For each line below, check whether "belt" is present. Report how many lines have it, nothing else.

RECORDS SHOWN section start

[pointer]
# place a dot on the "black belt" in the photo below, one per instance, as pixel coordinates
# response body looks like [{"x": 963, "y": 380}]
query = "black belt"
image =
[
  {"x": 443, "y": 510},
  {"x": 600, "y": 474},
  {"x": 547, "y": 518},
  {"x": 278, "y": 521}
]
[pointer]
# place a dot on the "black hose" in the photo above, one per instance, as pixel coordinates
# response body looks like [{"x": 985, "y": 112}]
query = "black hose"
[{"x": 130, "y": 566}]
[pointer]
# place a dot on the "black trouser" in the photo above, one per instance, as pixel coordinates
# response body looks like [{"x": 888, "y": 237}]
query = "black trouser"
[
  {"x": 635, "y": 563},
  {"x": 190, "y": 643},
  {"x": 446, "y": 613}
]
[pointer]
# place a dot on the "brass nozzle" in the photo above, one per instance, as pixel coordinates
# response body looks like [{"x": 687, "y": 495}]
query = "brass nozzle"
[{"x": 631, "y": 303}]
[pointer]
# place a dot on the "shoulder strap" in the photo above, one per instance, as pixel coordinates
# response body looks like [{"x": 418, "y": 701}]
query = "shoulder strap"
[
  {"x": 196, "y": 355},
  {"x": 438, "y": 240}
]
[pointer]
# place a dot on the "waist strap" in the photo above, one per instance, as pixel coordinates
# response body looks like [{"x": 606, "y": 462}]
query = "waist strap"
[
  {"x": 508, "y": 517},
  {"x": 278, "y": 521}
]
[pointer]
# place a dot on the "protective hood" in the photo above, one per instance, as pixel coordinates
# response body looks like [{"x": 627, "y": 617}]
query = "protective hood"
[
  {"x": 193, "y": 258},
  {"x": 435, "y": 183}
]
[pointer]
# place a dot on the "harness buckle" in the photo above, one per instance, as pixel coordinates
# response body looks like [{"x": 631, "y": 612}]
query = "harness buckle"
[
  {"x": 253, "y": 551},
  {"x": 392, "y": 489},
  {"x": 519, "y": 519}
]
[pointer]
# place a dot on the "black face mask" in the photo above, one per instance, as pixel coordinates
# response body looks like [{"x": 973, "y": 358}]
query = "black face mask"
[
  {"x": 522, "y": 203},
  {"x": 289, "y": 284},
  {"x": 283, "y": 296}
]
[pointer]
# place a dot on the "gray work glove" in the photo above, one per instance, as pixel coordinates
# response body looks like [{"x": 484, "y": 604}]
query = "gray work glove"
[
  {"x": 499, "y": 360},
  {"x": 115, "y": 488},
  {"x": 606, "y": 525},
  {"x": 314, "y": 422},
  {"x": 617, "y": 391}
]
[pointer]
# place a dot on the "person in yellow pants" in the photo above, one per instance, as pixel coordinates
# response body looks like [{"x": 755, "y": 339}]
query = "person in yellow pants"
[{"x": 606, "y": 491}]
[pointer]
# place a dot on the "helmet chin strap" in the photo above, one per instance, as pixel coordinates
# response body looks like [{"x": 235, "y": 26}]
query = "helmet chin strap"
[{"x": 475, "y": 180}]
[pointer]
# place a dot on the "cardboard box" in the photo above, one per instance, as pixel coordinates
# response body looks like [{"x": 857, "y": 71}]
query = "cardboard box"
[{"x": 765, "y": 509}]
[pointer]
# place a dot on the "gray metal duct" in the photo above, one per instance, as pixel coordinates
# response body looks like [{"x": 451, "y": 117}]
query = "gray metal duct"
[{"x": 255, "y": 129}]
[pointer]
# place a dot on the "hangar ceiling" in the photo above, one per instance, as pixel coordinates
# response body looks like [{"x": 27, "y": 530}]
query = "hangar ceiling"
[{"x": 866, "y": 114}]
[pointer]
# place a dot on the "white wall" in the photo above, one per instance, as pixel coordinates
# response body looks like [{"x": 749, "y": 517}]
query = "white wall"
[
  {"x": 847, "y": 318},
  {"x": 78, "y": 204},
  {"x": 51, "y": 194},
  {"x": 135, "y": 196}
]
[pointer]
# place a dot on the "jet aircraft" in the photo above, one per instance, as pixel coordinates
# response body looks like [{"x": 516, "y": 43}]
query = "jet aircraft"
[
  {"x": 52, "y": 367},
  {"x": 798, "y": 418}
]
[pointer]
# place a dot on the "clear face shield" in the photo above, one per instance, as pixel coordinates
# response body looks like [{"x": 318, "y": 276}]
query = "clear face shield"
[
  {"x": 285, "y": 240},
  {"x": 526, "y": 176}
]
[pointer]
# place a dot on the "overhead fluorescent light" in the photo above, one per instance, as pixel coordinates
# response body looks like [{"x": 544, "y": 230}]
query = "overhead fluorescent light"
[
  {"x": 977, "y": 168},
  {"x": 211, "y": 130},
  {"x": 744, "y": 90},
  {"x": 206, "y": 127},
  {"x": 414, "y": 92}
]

RECORDS SHOWN section end

▸ TASK RESULT
2